Data entries
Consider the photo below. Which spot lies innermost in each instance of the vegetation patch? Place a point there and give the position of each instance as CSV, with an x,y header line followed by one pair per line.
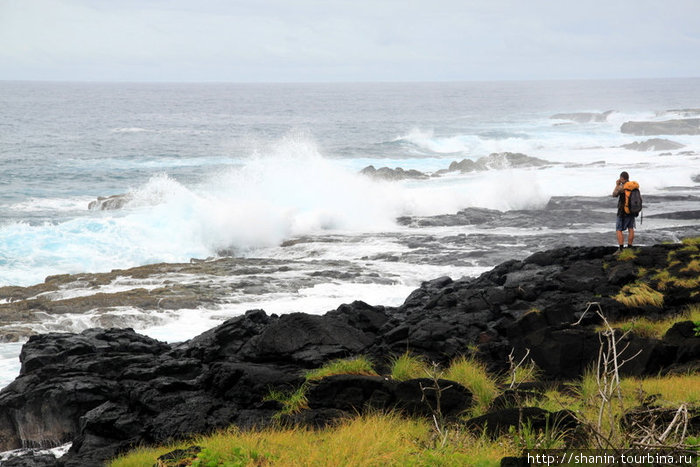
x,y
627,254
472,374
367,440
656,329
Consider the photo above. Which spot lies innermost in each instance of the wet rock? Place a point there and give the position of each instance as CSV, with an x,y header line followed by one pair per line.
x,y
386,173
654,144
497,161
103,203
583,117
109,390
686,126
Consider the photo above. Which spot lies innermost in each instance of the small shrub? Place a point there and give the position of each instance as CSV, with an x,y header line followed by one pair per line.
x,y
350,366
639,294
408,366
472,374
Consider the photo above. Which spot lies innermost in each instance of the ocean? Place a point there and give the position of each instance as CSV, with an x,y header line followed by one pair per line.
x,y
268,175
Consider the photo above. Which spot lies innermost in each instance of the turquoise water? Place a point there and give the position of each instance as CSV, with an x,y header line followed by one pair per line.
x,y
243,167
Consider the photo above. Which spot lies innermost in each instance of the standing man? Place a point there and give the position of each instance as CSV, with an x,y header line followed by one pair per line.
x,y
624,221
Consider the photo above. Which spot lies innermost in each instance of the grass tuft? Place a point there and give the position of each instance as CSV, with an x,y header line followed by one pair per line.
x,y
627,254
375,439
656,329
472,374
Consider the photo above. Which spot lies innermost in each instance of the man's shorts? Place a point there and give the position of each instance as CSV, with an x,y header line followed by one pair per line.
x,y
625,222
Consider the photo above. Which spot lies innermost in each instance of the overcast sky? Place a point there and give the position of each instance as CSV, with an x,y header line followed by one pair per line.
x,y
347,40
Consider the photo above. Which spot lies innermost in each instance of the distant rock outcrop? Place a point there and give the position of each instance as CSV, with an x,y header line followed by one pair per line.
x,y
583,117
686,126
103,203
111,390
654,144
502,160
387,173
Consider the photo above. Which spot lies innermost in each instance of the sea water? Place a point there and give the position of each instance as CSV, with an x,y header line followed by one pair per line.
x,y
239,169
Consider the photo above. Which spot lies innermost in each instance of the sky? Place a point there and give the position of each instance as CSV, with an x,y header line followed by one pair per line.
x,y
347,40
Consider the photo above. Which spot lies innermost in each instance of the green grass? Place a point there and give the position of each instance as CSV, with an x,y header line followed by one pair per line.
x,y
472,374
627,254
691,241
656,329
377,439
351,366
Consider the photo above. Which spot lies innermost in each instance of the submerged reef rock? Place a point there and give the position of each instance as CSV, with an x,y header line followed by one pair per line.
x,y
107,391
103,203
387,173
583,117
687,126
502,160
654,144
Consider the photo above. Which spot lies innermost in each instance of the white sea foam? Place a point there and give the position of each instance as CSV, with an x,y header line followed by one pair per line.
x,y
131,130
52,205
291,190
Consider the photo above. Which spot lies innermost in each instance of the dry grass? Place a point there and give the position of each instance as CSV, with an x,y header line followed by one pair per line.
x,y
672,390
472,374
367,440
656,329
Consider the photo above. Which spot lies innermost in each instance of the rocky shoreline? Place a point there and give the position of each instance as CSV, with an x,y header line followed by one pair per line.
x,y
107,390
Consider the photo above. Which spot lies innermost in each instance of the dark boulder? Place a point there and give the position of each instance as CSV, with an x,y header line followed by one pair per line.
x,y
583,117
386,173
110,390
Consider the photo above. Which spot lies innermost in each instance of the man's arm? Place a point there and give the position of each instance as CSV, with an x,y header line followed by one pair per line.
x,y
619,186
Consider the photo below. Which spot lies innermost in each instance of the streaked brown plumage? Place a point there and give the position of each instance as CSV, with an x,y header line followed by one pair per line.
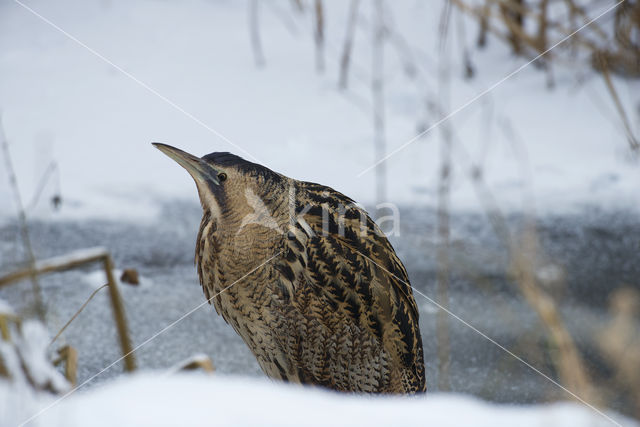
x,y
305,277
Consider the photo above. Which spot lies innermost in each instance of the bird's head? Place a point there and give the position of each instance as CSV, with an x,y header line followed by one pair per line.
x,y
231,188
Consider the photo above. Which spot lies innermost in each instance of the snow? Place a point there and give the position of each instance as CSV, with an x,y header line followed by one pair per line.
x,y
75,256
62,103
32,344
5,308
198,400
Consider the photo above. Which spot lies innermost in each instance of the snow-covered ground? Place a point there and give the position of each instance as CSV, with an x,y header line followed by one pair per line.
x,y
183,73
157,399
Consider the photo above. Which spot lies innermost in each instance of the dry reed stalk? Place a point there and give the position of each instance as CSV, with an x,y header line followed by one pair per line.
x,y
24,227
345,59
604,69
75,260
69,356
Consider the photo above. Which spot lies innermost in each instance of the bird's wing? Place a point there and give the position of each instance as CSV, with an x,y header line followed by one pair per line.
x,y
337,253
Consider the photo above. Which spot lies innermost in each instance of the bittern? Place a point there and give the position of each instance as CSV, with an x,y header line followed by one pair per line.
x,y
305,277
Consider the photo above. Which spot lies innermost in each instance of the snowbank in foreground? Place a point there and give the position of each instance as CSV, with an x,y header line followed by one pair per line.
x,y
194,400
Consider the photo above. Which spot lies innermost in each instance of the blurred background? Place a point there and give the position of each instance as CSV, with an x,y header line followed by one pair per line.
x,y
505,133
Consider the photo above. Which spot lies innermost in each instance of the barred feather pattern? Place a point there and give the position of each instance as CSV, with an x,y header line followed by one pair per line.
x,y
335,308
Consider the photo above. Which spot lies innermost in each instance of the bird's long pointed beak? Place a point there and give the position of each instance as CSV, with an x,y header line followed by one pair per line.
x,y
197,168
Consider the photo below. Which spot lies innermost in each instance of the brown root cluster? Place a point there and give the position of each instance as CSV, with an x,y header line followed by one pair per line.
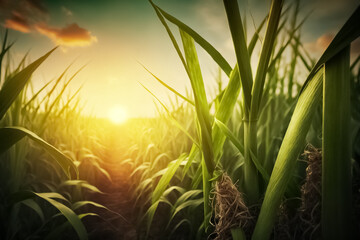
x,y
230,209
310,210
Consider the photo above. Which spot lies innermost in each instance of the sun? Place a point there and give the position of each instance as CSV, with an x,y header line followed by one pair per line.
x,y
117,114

### YOUR GOAL
Reproduce the records exactly, images excluded.

### SOLUTION
Consider the photo below. Which spot lies innermost in each instance of the vegetation patch? Place a point there and give the position of each instance as CSV, with an x,y header line followed by one pair per line.
x,y
627,254
472,374
367,440
656,329
Consider the photo above. Which spot lies innermost in each instance of the wet rock? Place a point there and give the position of each instance as CSV, with an x,y header line followed by one pair per line.
x,y
386,173
654,144
497,161
103,203
583,117
109,390
686,126
Consider the photo above. Which spot lies innermost in each instance of the small shrub? Place a point there and give the position of each instance as CSV, with an x,y header line followed by one pair per line.
x,y
350,366
639,294
408,366
472,374
Consider the photo above. Which spot lies innermost in each instance of the ocean? Place a point there and give the position of each instance as CSV, with an x,y header line followed by one pair per line.
x,y
268,175
Consider the photo above. Which spot lies innermost in each instance of the turquoise water? Place a point there and give the position of each instance as CSV, with an x,y header line followed by one pair per line.
x,y
243,167
Consider the photo above. Which spot lies innermost in each instance of the standing man? Place a point there and give the position of each instance as CSV, with an x,y header line followed by one pair per line.
x,y
624,221
Consider the photo above. Which spot lies innermost in each instance of the grass tuft? Place a point there and give the position of each instance as CSV, with an x,y header line followed by one pair per line.
x,y
627,254
375,439
656,329
472,374
Consider the photo above. Which spot lies innermost in each instance of the man's shorts? Place a point there and give the position of each instance as CSV, with an x,y header line followed by one pair per line.
x,y
625,222
Consider the photo above. Which spot lies innermost in each instance of the overcast sky? Place a point there and give the position of each instance as CSV, with an x,y header line followed by one pair per line.
x,y
347,40
Consider the photo above. Which spot lies innermost in each instance of the distant rock outcrop? Place a point there and give the position of each instance as CSV, with an x,y header line followed by one pair per line.
x,y
583,117
686,126
103,203
111,390
654,144
502,160
387,173
Consider the photo above. Which spot lies innermost in each instance of the sea water? Place a point there and give the position of each instance as CSV, with an x,y header line followed by one pair per line.
x,y
239,169
Consider the photo above. Which spot lies innermost in each instance of the sky? Place a point there and give the position of each instance as CSV, with an x,y header line followed by one pair per line.
x,y
347,40
Consider the photo above. Which spot lies innermost in each instance of the green grass? Place a point there and give the position of each instance as CSV, with an x,y header line followed by one pair per line.
x,y
472,374
627,254
691,241
656,329
377,439
351,366
Consider the photo above. Which spot lies innermost in each instance of the submerged reef rock? Place a point there and give the position of each instance as CSV, with an x,y header line followed by one pair per line.
x,y
107,391
103,203
387,173
583,117
687,126
502,160
654,144
Consider the photo above. Which spot lies innermost in each instance of the white sea foam? Place a point there and give the position of each instance as CSV, with an x,y header line followed by one pair per line.
x,y
131,130
52,205
291,190
Consider the photo above. Which spot lies innermost in each instance of the dry grass? Place a point there and give the position of each instance as CSV, with an x,y header line followed by one pair per line.
x,y
672,390
472,374
367,440
656,329
Consider the photo above. Which spot lies innermost in each instance of the rocky shoreline? Place a point there and give the position of each instance as CSV, with an x,y header line followed by one pair per line.
x,y
107,390
Consider the photo above. Which spot lies innermost in each instance of the dark boulder? Place a point there and give the position of each instance as CSV, with an x,y header line followed by one pair per line.
x,y
583,117
386,173
110,390
Consider the photo above. Which spot lies innermost in each instance of the man's arm? Place a point there and give the position of each instance as CSV, with an x,y header line followed by one pair per line.
x,y
619,186
Consider the photo below. Which spot lies innermost in each instance of the streaked brown plumage? Place a point there and give the position of each instance as CSV, with an x,y header line followed by one pair per line.
x,y
305,277
Consider the photo above. Which spot lies innermost in each instance of the bird's head? Place a point there and give the position of each instance as CSV, with an x,y header line followed by one pair per line.
x,y
231,188
Consider the photo above. Which spot lies innermost in each instance of the snow? Place a point there and give the position of each instance as CSV, with an x,y header line followed by one pair per line.
x,y
75,256
62,103
32,344
5,308
198,400
Consider the photo above. Which spot lies innermost in each instance of the snow-covered ground? Place a point there and give the position of each instance as CSV, with an x,y header line followed by one pair per line.
x,y
183,73
157,399
Consider the photo above. Which spot lies innermost in each instance of the dry reed stalk? Place a point there and give the position of each instance as CSV, with an x,y header line followed by one pair per line.
x,y
24,227
345,59
604,69
75,260
69,356
Consider the photo above. Which spot lies innermost in each instance of the bird's wing? Place a point there and give the position of each instance as CSV, with an x,y header line followed by one pair per line.
x,y
337,253
Consider the photo above. Which spot lies innermost in each instance of the bittern? Place a point there and give the position of each instance as CSV, with an x,y header line followed by one pair per line.
x,y
305,277
Consider the photo above. Which spot lies innermost in each instance of the snowbank in foreground? Place a point there and give the position of each instance as CSV, with an x,y header line followed by one pair per line.
x,y
194,400
Consider the photo above. Which spot lies innermost in each instance of the blurred background? Place a point there and give the position of each instance as CSV, with an x,y header line followed by one pair per line.
x,y
505,133
Consider the photo above. Which spot lies innermost in each instance of the barred feather pattern? Place a point there and give the position of each instance as CSV, with an x,y header line followed by one pair per line.
x,y
335,308
Consider the photo above. Which spot lies innermost in each instance of the bird's long pointed beak? Place a point there and give the position of each instance as CSV, with an x,y header line followed by one pair per line.
x,y
197,168
Consider the photo below. Which spot lies innermost in each instance of the brown root cluster? Place a point there and give the position of each instance as CSV, with an x,y header line followed by one pair per line.
x,y
230,209
310,210
Consider the photo above. Which spot lies innermost in each instance of the sun? Place a point there and give the position of each instance as CSV, with an x,y header line followed by one pair per line.
x,y
117,114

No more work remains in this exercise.